(Beginning of PAGE EXTRACT)

At NYU Langone, doctors may treat urgency incontinence with medications that can help control the excessive contractions that cause the bladder to leak or release urine.
Anticholinergics block nerves that control the bladder’s muscle contractions, which cause urine to be released. Taken by mouth or worn in a skin patch, they may reduce leakage and the number of times per day you need to urinate.
Side effects may include constipation and dryness of the mouth, nose, throat, or skin.
Beta-3 agonists, which are taken by mouth, reduce involuntary bladder contractions associated with urgency incontinence by relaxing the bladder muscle.
Beta-3 agonists allow the bladder to store more urine before releasing it. They do not cause constipation and diarrhea, side effects sometimes brought on by anticholinergic medications.
If other medications don’t stop your leakage or if you can’t tolerate the side effects, your doctor may prescribe Botox®, a medication made from the Clostridium botulinum bacterium.
This treatment is performed with a cystoscope, a thin, lighted instrument that’s inserted into the bladder through the urethra. Your doctor injects Botox® into the bladder wall with a small needle from the cystoscope to calm the muscles that can cause urgency incontinence.
This procedure is typically performed with local anesthesia in short sessions at the doctor’s office. Botox® treatments are usually repeated at six-month intervals, but time between treatments may be longer for some women. The results can last up to 9 to 12 months.
Your doctor may prescribe antibiotics for several days prior to the procedure to help prevent a urinary tract infection. After the injection, your doctor monitors you to make sure that your bladder has been emptied before you leave the office.

(End of PAGE EXTRACT)
(Beginning of INFORMATION PROVIDED)

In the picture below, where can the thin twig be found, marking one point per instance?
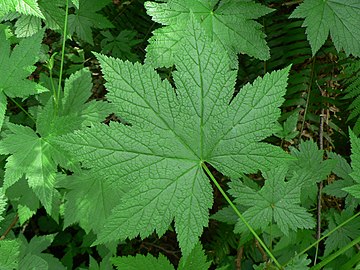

(End of INFORMATION PROVIDED)

From the urgency incontinence text above, write out word for word the passage starting at the words "This procedure is" and ending after "to 12 months.".

## ANSWER TO THE PROBLEM
This procedure is typically performed with local anesthesia in short sessions at the doctor’s office. Botox® treatments are usually repeated at six-month intervals, but time between treatments may be longer for some women. The results can last up to 9 to 12 months.